Study text: Begin

Grantees are required to submit monthly invoices with supporting documentation, quarterly performance reports on results, outcomes, and impacts.
“Co-producing public safety in partnership with our community-based organizations is central to MONSE’s mission to address human trafficking in its totality,” said MONSE Interim Executive Director Stefanie Mavronis. “We all need to come together to make a difference in what often seems to be an insurmountable issue and to truly make that difference we have to prioritize the needs and experiences of survivors.”
MONSE’s commitment to directly financing community-based organizations working to address human trafficking issues, many of which have never received City funding prior to the Scott Administration, is expressly outlined in Baltimore’s Comprehensive Violence Prevention Plan. To date, the agency has awarded 32 awards and approximately $1.23 million in funding to organizations supporting survivors of human trafficking, sex trafficking, and/or labor trafficking including LGBTQ+ and Latino survivors.
"As Co-Chair of the BCHTC, I am proud to witness the transformative impact that the Anti-Human Trafficking award has. This crucial initiative has been instrumental in our fight against human trafficking, providing essential resources to victims/survivors and combating human trafficking,” said Councilman Kristerfer Burnett, District 8, and Co-Chair of the Baltimore City Human Trafficking Collaborative. “Together, we are making significant strides towards eradicating this heinous crime and creating a safer, more resilient community for all our residents. It is just one tool in our toolbox, providing vital resources to the organizations that fight tirelessly for the victims & survivors of exploitation.”

Study text: End
Dataset excerpts: Begin

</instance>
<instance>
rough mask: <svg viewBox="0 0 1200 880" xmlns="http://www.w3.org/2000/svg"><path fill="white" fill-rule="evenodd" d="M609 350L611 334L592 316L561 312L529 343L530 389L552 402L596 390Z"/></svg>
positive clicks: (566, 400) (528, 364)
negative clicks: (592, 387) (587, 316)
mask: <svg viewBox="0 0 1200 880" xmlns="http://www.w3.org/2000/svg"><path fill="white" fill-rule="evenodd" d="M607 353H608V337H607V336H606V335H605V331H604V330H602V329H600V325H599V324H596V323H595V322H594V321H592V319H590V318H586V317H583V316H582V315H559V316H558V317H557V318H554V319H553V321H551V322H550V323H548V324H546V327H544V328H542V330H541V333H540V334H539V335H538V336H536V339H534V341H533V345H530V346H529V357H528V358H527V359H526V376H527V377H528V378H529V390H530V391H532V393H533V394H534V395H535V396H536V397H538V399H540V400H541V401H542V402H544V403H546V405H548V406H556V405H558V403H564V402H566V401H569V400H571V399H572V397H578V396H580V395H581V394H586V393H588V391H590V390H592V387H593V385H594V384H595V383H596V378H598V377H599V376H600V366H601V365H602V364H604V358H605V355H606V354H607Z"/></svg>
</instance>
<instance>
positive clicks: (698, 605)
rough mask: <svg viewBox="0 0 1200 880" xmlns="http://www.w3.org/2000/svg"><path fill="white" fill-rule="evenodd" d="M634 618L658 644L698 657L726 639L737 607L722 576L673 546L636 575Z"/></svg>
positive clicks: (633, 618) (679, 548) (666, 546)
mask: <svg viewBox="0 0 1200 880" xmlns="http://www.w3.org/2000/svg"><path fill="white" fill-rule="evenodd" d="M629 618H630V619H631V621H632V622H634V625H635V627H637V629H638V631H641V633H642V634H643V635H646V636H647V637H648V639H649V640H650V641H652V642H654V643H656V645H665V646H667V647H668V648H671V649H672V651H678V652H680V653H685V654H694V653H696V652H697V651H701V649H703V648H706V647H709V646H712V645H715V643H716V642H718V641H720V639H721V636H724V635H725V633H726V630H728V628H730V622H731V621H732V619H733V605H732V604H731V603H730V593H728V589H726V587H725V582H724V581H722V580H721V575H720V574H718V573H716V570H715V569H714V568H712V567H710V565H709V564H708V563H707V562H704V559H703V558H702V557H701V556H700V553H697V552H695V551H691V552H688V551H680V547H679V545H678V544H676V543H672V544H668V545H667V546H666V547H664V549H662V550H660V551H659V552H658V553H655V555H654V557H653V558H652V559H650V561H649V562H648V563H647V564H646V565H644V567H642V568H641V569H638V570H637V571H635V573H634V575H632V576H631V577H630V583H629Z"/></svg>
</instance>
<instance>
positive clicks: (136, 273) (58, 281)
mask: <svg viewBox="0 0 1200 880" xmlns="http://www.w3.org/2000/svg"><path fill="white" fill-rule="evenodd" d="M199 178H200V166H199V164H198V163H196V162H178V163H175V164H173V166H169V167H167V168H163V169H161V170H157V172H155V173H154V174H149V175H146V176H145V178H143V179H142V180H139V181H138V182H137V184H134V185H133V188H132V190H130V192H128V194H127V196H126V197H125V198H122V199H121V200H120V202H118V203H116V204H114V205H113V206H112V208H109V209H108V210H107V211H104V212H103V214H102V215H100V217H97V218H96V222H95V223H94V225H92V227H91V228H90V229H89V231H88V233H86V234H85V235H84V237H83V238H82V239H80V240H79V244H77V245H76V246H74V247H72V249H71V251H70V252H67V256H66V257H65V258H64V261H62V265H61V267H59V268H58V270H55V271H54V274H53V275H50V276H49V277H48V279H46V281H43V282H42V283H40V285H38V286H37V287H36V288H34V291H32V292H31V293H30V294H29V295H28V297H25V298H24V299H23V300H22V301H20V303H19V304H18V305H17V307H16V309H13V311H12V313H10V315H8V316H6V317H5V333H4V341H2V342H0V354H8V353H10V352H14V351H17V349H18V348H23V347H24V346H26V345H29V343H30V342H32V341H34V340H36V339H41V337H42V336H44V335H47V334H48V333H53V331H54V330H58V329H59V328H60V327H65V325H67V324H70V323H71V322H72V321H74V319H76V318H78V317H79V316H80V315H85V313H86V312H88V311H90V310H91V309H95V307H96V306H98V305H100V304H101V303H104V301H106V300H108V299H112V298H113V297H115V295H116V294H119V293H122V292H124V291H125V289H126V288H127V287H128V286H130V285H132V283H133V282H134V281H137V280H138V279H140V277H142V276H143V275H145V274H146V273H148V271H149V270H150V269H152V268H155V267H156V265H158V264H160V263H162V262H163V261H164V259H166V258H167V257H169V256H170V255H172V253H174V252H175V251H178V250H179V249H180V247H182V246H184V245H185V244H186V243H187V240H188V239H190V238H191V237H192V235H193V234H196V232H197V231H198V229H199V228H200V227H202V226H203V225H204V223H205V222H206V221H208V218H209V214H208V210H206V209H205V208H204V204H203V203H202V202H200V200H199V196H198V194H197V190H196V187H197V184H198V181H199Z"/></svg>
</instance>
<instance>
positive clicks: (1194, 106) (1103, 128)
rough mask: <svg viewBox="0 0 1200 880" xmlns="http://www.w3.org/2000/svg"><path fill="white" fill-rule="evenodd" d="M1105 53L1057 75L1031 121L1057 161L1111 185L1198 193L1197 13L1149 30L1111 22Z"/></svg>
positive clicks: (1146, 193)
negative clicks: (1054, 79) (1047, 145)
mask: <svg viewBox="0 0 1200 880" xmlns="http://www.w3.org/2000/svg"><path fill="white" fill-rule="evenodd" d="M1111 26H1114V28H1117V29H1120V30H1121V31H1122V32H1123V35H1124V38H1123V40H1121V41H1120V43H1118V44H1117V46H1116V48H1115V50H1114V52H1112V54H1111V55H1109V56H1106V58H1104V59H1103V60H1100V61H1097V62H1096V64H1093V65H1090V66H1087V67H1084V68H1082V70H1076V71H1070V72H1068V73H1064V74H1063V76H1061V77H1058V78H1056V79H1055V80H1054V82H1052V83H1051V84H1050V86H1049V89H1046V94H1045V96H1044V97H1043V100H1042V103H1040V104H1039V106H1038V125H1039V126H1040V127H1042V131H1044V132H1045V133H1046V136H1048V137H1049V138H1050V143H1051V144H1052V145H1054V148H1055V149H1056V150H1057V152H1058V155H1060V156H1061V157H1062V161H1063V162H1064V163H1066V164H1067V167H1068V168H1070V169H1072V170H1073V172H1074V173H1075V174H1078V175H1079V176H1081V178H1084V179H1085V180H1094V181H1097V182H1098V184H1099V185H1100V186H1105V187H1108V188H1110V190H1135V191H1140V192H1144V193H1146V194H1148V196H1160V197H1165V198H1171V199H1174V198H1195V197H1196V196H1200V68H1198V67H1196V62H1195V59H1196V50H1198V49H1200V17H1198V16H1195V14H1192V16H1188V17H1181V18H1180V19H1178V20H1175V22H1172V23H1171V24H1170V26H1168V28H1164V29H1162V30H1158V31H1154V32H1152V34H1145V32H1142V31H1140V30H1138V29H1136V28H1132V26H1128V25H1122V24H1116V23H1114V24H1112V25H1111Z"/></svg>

Dataset excerpts: End

▶ Required work:
(A) Repeat the rows verbatim, starting at their first line and ending with the line that contains "positive clicks: (566, 400) (528, 364)", including both of those lines.
(B) Pick up the text on Baltimore's anti-human trafficking funding where it stops, and continue it.

▶ Answers to this exercise:
(A)
</instance>
<instance>
rough mask: <svg viewBox="0 0 1200 880" xmlns="http://www.w3.org/2000/svg"><path fill="white" fill-rule="evenodd" d="M609 350L611 334L592 316L561 312L529 343L530 389L552 402L596 390Z"/></svg>
positive clicks: (566, 400) (528, 364)

(B)
Convened in 2017, the Baltimore City Human Trafficking Collaborative (BCHTC) is a diverse group of Stakeholders working in a collaborative effort to combat both sex and labor trafficking in the City of Baltimore by raising awareness through education, law enforcement training, and media campaigns; supporting both State and federal investigations and prosecutions of traffickers; and supporting human trafficking survivors by providing them access to quality services through a victim-centered, trauma-informed approach. Baltimore ranks 14th in the nation in calls per capita received by the National Human Trafficking Hotline.